─── EXTRAIT CHOISI

La décision du Portugal de décriminaliser la possession et la consommation de petites quantités de drogues, quelles qu'elles soient, s'est avérée «une réussite», entraînant une chute de la criminalité et une réduction de la consommation, affirme le premier ministre portugais António Costa, en visite officielle au Canada.

Alors que certains députés et des militants libéraux pressent le gouvernement Trudeau de suivre l'exemple du Portugal, où l'on a opté en 2001 d'imposer des sanctions administratives au lieu d'imposer des peines de prison aux personnes qui sont arrêtées en possession de faibles quantités de drogues illicites telles que la cocaïne, le premier ministre Costa a affirmé que les Nations unies ont déjà salué cette réforme qui met l'accent sur les services de désintoxication.

──────
─── DONNÉES FOURNIES

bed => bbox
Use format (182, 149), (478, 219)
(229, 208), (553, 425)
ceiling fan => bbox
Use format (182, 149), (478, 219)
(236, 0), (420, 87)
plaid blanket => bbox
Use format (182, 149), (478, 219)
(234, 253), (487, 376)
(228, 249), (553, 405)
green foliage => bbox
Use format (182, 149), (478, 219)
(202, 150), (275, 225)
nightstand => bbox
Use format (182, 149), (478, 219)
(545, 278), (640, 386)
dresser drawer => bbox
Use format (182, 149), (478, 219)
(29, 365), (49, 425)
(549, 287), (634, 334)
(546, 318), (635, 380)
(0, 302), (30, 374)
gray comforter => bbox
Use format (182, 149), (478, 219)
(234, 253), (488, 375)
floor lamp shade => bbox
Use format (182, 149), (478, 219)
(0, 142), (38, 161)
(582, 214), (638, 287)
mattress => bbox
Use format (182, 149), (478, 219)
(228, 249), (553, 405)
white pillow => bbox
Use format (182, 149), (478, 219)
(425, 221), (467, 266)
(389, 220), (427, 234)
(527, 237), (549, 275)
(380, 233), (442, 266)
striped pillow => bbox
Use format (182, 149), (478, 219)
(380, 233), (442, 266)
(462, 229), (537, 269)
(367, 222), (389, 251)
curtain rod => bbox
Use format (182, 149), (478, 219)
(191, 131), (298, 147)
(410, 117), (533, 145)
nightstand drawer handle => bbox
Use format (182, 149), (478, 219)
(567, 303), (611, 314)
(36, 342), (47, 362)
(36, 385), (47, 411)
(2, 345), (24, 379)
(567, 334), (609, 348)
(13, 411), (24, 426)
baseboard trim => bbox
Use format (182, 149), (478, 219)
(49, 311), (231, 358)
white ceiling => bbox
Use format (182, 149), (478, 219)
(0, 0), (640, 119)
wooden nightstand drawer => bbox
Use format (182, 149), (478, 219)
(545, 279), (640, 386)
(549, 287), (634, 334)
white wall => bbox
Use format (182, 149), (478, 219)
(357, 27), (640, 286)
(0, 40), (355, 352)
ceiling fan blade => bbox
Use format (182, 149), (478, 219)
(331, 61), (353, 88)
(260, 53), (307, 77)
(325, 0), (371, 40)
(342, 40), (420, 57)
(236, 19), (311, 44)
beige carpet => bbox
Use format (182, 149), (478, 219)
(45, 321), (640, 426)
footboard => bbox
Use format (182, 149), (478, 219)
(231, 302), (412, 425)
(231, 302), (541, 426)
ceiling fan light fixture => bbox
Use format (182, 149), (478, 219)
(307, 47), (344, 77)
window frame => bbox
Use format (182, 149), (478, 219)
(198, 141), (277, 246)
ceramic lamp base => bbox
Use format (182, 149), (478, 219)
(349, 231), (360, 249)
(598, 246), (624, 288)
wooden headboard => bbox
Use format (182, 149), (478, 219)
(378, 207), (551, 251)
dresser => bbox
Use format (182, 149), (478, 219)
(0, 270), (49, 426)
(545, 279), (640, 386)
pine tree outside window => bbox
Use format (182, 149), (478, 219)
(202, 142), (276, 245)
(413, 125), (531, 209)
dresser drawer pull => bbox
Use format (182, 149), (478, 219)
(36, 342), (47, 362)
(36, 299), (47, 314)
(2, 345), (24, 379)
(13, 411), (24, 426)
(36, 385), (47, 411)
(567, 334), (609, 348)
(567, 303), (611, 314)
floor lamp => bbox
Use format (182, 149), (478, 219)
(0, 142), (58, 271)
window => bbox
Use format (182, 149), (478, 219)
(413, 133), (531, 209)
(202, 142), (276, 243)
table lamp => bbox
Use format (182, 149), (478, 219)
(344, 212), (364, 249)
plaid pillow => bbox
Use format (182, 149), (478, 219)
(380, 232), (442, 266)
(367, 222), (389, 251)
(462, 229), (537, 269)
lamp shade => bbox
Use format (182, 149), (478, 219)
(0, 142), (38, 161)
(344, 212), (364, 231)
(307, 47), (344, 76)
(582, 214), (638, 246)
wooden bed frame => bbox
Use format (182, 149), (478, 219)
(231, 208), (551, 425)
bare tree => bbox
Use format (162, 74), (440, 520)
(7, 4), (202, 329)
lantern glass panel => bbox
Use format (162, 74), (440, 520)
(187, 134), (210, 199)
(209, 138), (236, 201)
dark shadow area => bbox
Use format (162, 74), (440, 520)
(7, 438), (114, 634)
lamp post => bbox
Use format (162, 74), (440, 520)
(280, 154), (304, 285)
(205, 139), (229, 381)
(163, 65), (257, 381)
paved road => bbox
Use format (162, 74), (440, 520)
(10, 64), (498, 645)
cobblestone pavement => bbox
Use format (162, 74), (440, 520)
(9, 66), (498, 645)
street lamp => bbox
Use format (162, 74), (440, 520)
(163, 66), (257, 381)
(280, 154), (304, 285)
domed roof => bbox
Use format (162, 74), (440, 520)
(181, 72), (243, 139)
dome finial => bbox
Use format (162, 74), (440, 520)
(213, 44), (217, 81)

──────

__LISTE DES TÂCHES__:
a: D'après l'extrait choisi, en quelle année le Portugal a-t-il choisi d'imposer des sanctions administratives plutôt que des peines de prison pour la possession de faibles quantités de drogues ?
b: Disposez en tableau Markdown les lignes des enregistrements, depuis leur début jusqu'à la ligne contenant « (410, 117), (533, 145) » incluse. Utilisez une colonne N° pour le numéro de rang et une colonne Ligne pour la ligne, et omettez les lignes vides.

__RÉPONSES DANS L'ORDRE__:
a: En 2001.

b:
| N° | Ligne |
|---|---|
| 1 | bed => bbox |
| 2 | Use format (182, 149), (478, 219) |
| 3 | (229, 208), (553, 425) |
| 4 | ceiling fan => bbox |
| 5 | Use format (182, 149), (478, 219) |
| 6 | (236, 0), (420, 87) |
| 7 | plaid blanket => bbox |
| 8 | Use format (182, 149), (478, 219) |
| 9 | (234, 253), (487, 376) |
| 10 | (228, 249), (553, 405) |
| 11 | green foliage => bbox |
| 12 | Use format (182, 149), (478, 219) |
| 13 | (202, 150), (275, 225) |
| 14 | nightstand => bbox |
| 15 | Use format (182, 149), (478, 219) |
| 16 | (545, 278), (640, 386) |
| 17 | dresser drawer => bbox |
| 18 | Use format (182, 149), (478, 219) |
| 19 | (29, 365), (49, 425) |
| 20 | (549, 287), (634, 334) |
| 21 | (546, 318), (635, 380) |
| 22 | (0, 302), (30, 374) |
| 23 | gray comforter => bbox |
| 24 | Use format (182, 149), (478, 219) |
| 25 | (234, 253), (488, 375) |
| 26 | floor lamp shade => bbox |
| 27 | Use format (182, 149), (478, 219) |
| 28 | (0, 142), (38, 161) |
| 29 | (582, 214), (638, 287) |
| 30 | mattress => bbox |
| 31 | Use format (182, 149), (478, 219) |
| 32 | (228, 249), (553, 405) |
| 33 | white pillow => bbox |
| 34 | Use format (182, 149), (478, 219) |
| 35 | (425, 221), (467, 266) |
| 36 | (389, 220), (427, 234) |
| 37 | (527, 237), (549, 275) |
| 38 | (380, 233), (442, 266) |
| 39 | striped pillow => bbox |
| 40 | Use format (182, 149), (478, 219) |
| 41 | (380, 233), (442, 266) |
| 42 | (462, 229), (537, 269) |
| 43 | (367, 222), (389, 251) |
| 44 | curtain rod => bbox |
| 45 | Use format (182, 149), (478, 219) |
| 46 | (191, 131), (298, 147) |
| 47 | (410, 117), (533, 145) |